**WORK REQUIRED**
A word-for-word copy of the data is what's wanted; pictures stay out of it.

Referring expression grounding data
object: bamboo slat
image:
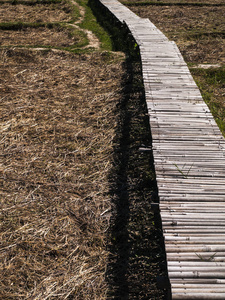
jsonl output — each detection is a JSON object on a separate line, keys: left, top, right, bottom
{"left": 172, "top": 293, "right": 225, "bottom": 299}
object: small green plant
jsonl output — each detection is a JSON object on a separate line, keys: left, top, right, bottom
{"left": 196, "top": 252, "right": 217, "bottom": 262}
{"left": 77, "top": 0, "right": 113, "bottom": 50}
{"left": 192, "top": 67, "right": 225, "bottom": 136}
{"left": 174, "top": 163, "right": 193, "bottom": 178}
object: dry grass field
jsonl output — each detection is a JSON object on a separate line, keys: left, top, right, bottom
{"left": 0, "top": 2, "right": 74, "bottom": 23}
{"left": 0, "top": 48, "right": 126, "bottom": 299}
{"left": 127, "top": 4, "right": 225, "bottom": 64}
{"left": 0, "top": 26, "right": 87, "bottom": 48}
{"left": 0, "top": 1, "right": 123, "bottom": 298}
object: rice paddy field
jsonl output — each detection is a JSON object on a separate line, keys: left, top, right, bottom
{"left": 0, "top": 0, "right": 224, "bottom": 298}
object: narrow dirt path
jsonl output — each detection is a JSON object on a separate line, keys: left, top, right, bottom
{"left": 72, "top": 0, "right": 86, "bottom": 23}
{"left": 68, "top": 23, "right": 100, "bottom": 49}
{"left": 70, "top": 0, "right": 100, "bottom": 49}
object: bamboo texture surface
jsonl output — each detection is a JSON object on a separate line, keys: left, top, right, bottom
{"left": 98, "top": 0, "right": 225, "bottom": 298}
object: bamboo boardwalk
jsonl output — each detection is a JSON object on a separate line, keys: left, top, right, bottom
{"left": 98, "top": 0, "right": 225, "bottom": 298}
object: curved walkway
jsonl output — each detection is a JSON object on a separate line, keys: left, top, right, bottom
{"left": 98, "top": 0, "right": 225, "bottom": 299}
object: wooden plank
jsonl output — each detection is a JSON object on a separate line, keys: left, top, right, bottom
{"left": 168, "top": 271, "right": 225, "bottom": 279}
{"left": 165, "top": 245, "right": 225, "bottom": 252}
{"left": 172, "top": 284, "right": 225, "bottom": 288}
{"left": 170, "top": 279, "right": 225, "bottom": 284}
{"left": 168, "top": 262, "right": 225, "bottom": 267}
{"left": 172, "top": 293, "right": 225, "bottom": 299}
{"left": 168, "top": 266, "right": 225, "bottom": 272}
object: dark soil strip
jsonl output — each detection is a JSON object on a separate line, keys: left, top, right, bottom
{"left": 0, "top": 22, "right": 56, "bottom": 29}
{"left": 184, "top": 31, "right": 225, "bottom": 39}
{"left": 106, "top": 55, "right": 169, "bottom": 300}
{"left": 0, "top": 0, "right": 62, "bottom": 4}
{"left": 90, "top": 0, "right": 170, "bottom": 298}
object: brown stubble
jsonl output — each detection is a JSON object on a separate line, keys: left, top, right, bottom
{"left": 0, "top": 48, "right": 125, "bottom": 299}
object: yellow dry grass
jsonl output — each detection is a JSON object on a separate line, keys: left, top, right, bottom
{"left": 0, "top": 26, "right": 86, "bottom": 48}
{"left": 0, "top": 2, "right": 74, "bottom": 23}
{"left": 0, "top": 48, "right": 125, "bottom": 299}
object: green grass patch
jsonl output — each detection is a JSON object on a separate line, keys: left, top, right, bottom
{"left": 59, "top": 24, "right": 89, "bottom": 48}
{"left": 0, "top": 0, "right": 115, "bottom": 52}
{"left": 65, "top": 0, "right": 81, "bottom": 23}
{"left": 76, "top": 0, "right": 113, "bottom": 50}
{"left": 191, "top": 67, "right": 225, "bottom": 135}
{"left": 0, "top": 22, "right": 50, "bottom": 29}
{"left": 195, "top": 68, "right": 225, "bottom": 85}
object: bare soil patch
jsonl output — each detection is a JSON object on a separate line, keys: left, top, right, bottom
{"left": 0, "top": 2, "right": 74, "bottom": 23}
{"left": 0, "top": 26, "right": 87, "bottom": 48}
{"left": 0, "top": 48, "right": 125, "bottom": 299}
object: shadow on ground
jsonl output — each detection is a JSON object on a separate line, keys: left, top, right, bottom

**RESULT**
object: bamboo slat
image:
jsonl output — each detection is a JSON object on a separate line, keys: left, top, right, bottom
{"left": 172, "top": 293, "right": 225, "bottom": 299}
object: small green plant
jsonl output — each detection is a JSON object on a separate line, keys: left, top, right, bottom
{"left": 196, "top": 252, "right": 217, "bottom": 262}
{"left": 77, "top": 0, "right": 113, "bottom": 50}
{"left": 192, "top": 67, "right": 225, "bottom": 136}
{"left": 174, "top": 163, "right": 193, "bottom": 178}
object: dry grass field
jsonl output — each detection is a JSON object on a separate line, keys: left, top, right, bottom
{"left": 0, "top": 2, "right": 74, "bottom": 23}
{"left": 0, "top": 48, "right": 126, "bottom": 299}
{"left": 127, "top": 4, "right": 225, "bottom": 64}
{"left": 0, "top": 26, "right": 87, "bottom": 48}
{"left": 0, "top": 1, "right": 123, "bottom": 298}
object: rice paddy field
jsonl output — each detection is a JSON object on a separate line, keys: left, top, right, bottom
{"left": 0, "top": 0, "right": 224, "bottom": 298}
object: narrow dirt path
jsonl output — each detection is a JSON object on a separate line, keys: left, top, right, bottom
{"left": 72, "top": 0, "right": 86, "bottom": 23}
{"left": 68, "top": 23, "right": 100, "bottom": 49}
{"left": 70, "top": 0, "right": 100, "bottom": 49}
object: bamboo texture surface
jsonl output — each detection is a JSON object on a separate line, keys: left, top, right, bottom
{"left": 98, "top": 0, "right": 225, "bottom": 298}
object: bamboo boardwalk
jsonl output — each detection is a JSON object on a separate line, keys: left, top, right, bottom
{"left": 98, "top": 0, "right": 225, "bottom": 298}
object: curved walkway
jsonl output — each detection is a JSON object on a separate line, keys: left, top, right, bottom
{"left": 98, "top": 0, "right": 225, "bottom": 299}
object: wooden plank
jsonl output — each detection is a JSON object on a separate line, keys: left, top, right, bottom
{"left": 168, "top": 271, "right": 225, "bottom": 279}
{"left": 165, "top": 245, "right": 225, "bottom": 252}
{"left": 172, "top": 284, "right": 225, "bottom": 288}
{"left": 170, "top": 279, "right": 225, "bottom": 284}
{"left": 168, "top": 262, "right": 225, "bottom": 267}
{"left": 172, "top": 293, "right": 225, "bottom": 299}
{"left": 168, "top": 266, "right": 225, "bottom": 272}
object: dark soil strip
jsonl output — each detection is a JSON object on a separate line, keys: left, top, right, bottom
{"left": 0, "top": 22, "right": 56, "bottom": 29}
{"left": 184, "top": 31, "right": 225, "bottom": 39}
{"left": 106, "top": 55, "right": 169, "bottom": 300}
{"left": 0, "top": 0, "right": 62, "bottom": 4}
{"left": 90, "top": 0, "right": 170, "bottom": 298}
object: brown stubble
jsonl output — each detection is a JSON object on a separate line, keys: left, top, right, bottom
{"left": 0, "top": 48, "right": 125, "bottom": 299}
object: yellow dry grass
jsonl output — each detection is a JSON object on a separate line, keys: left, top, right, bottom
{"left": 0, "top": 26, "right": 86, "bottom": 48}
{"left": 0, "top": 2, "right": 74, "bottom": 23}
{"left": 0, "top": 48, "right": 125, "bottom": 299}
object: green grass patch
jsonl output — each detection is a JSON object on a separate line, keys: left, top, right, bottom
{"left": 59, "top": 24, "right": 89, "bottom": 48}
{"left": 0, "top": 0, "right": 115, "bottom": 52}
{"left": 65, "top": 0, "right": 81, "bottom": 23}
{"left": 76, "top": 0, "right": 113, "bottom": 50}
{"left": 191, "top": 67, "right": 225, "bottom": 135}
{"left": 0, "top": 22, "right": 50, "bottom": 29}
{"left": 195, "top": 68, "right": 225, "bottom": 85}
object: bare soil patch
jsonl output — each detection is a JSON object on a separate line, keys: left, top, right, bottom
{"left": 0, "top": 2, "right": 74, "bottom": 23}
{"left": 0, "top": 26, "right": 87, "bottom": 48}
{"left": 0, "top": 48, "right": 125, "bottom": 299}
object: shadow on ground
jsonl output — each detection is a JSON object on a separate line, keys: left, top, right, bottom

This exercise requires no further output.